[Region pointing data]
═══
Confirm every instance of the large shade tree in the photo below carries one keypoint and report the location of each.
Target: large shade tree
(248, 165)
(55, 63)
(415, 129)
═══
Your task is to print all of the records exactly.

Confirm every instance of the large shade tree in the photo below carries one keypoint and report the location of each.
Target: large shade tree
(248, 165)
(55, 63)
(415, 129)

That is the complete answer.